- Task prompt -
Recast all the entries below as a two-column CSV with the headers "instruction" and "points," one row for each entry. Put each entry's text and its answer in their own quoted fields, and turn line breaks into spaces.
-- START Recorded data --
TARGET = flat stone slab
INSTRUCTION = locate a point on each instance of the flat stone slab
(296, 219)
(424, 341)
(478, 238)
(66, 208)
-- END Recorded data --
- Solution for this exercise -
instruction,points
"TARGET = flat stone slab INSTRUCTION = locate a point on each instance of the flat stone slab","(296, 219) (424, 341) (478, 238) (66, 208)"